Format the material below as a JSON list of strings, with one string per line and blank lines omitted.

## START Raw records

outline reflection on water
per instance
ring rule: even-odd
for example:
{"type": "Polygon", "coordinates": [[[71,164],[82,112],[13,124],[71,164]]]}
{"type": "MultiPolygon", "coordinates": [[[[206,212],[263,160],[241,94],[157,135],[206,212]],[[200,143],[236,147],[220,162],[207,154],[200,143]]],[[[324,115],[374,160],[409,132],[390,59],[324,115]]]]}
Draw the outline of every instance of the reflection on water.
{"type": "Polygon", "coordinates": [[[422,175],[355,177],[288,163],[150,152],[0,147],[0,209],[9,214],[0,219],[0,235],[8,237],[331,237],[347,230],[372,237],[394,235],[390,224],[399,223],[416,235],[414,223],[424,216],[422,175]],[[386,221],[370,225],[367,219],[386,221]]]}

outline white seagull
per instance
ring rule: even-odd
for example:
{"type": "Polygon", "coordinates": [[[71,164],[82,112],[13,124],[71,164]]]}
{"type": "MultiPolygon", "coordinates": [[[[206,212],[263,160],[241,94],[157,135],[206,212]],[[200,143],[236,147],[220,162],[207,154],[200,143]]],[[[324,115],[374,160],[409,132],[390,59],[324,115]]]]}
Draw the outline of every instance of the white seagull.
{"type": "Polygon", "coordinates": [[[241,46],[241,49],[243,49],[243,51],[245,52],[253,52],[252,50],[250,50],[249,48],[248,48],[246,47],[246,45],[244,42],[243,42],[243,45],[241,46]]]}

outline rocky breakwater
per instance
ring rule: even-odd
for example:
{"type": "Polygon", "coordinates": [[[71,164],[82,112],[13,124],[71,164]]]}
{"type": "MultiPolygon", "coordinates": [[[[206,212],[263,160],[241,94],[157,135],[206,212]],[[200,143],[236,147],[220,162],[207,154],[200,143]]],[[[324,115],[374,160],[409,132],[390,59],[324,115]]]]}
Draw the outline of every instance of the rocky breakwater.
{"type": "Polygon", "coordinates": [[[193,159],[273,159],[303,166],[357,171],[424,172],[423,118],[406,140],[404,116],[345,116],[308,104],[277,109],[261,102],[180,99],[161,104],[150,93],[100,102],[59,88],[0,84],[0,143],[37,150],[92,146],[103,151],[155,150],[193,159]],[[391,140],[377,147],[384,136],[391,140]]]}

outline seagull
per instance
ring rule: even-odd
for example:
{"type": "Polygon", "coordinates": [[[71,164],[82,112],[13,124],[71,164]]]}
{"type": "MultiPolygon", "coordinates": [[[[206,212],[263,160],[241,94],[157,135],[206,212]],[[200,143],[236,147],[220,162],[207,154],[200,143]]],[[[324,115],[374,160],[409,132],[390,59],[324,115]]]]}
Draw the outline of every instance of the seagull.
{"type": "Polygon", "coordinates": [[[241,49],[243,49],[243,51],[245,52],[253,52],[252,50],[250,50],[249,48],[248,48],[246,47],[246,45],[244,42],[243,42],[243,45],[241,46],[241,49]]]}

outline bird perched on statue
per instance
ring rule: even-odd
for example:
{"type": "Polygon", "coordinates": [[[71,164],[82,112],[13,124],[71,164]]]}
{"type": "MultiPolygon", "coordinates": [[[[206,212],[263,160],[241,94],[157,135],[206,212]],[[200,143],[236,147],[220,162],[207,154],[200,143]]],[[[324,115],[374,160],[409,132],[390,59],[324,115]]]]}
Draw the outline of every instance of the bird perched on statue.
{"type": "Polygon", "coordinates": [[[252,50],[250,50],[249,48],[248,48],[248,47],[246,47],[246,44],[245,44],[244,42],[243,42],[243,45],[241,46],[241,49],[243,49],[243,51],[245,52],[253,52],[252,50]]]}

## END Raw records

Solution to this problem:
[
  "outline reflection on water",
  "per instance",
  "ring rule: even-odd",
  "for example:",
  "{\"type\": \"Polygon\", \"coordinates\": [[[71,164],[82,112],[13,124],[71,164]]]}",
  "{\"type\": \"MultiPolygon\", \"coordinates\": [[[[206,212],[263,160],[241,94],[157,135],[206,212]],[[200,143],[236,147],[220,162],[207,154],[200,143]]],[[[324,115],[374,160],[409,132],[390,59],[324,115]]]]}",
  "Draw the outline of every instance of the reflection on water.",
  "{\"type\": \"Polygon\", \"coordinates\": [[[422,175],[355,177],[288,163],[150,152],[0,147],[0,209],[9,214],[0,219],[0,235],[8,237],[331,237],[347,230],[372,237],[394,235],[390,224],[399,223],[416,235],[414,223],[424,216],[422,175]],[[386,221],[370,225],[367,219],[386,221]]]}",
  "outline white seagull",
  "per instance",
  "ring rule: even-odd",
  "for example:",
  "{\"type\": \"Polygon\", \"coordinates\": [[[71,164],[82,112],[13,124],[71,164]]]}",
  "{\"type\": \"MultiPolygon\", \"coordinates\": [[[[206,212],[263,160],[241,94],[157,135],[206,212]],[[200,143],[236,147],[220,162],[207,154],[200,143]]],[[[324,115],[374,160],[409,132],[390,59],[324,115]]]]}",
  "Draw the outline of every instance of the white seagull.",
  "{\"type\": \"Polygon\", \"coordinates\": [[[241,46],[241,49],[243,49],[243,51],[245,52],[253,52],[252,50],[250,50],[249,48],[248,48],[246,47],[246,45],[244,42],[243,42],[243,45],[241,46]]]}",
  "outline rocky breakwater",
  "per instance",
  "ring rule: even-odd",
  "for example:",
  "{\"type\": \"Polygon\", \"coordinates\": [[[71,164],[82,112],[13,124],[71,164]]]}",
  "{\"type\": \"MultiPolygon\", \"coordinates\": [[[[206,212],[263,160],[241,94],[157,135],[206,212]],[[200,143],[236,147],[220,162],[207,154],[200,143]]],[[[324,115],[374,160],[409,132],[390,59],[324,115]]]]}",
  "Draw the outline of every instance of the rocky breakwater.",
  "{\"type\": \"Polygon\", \"coordinates\": [[[193,159],[273,159],[303,166],[357,171],[424,172],[423,118],[406,140],[404,116],[345,116],[308,104],[277,109],[261,102],[180,99],[161,104],[150,93],[100,102],[59,88],[0,84],[0,143],[37,150],[92,146],[103,151],[155,150],[193,159]],[[391,140],[377,147],[384,136],[391,140]]]}",
  "outline seagull",
  "per instance",
  "ring rule: even-odd",
  "for example:",
  "{\"type\": \"Polygon\", \"coordinates\": [[[71,164],[82,112],[13,124],[71,164]]]}",
  "{\"type\": \"MultiPolygon\", \"coordinates\": [[[[206,212],[263,160],[241,94],[157,135],[206,212]],[[200,143],[236,147],[220,162],[207,154],[200,143]]],[[[324,115],[374,160],[409,132],[390,59],[324,115]]]]}",
  "Draw the outline of every instance of the seagull.",
  "{\"type\": \"Polygon\", \"coordinates\": [[[241,49],[243,49],[243,51],[245,52],[253,52],[252,50],[250,50],[249,48],[248,48],[246,47],[246,45],[244,42],[243,42],[243,45],[241,46],[241,49]]]}",
  "outline bird perched on statue",
  "per instance",
  "ring rule: even-odd",
  "for example:",
  "{\"type\": \"Polygon\", \"coordinates\": [[[71,164],[82,112],[13,124],[71,164]]]}",
  "{\"type\": \"MultiPolygon\", \"coordinates\": [[[[206,212],[263,160],[241,94],[157,135],[206,212]],[[200,143],[236,147],[220,162],[207,154],[200,143]]],[[[324,115],[374,160],[409,132],[390,59],[324,115]]]]}",
  "Draw the outline of every instance of the bird perched on statue.",
  "{\"type\": \"Polygon\", \"coordinates\": [[[252,50],[250,50],[249,48],[248,48],[248,47],[246,47],[246,44],[245,44],[244,42],[243,42],[243,45],[241,46],[241,49],[243,49],[243,51],[245,52],[253,52],[252,50]]]}"
]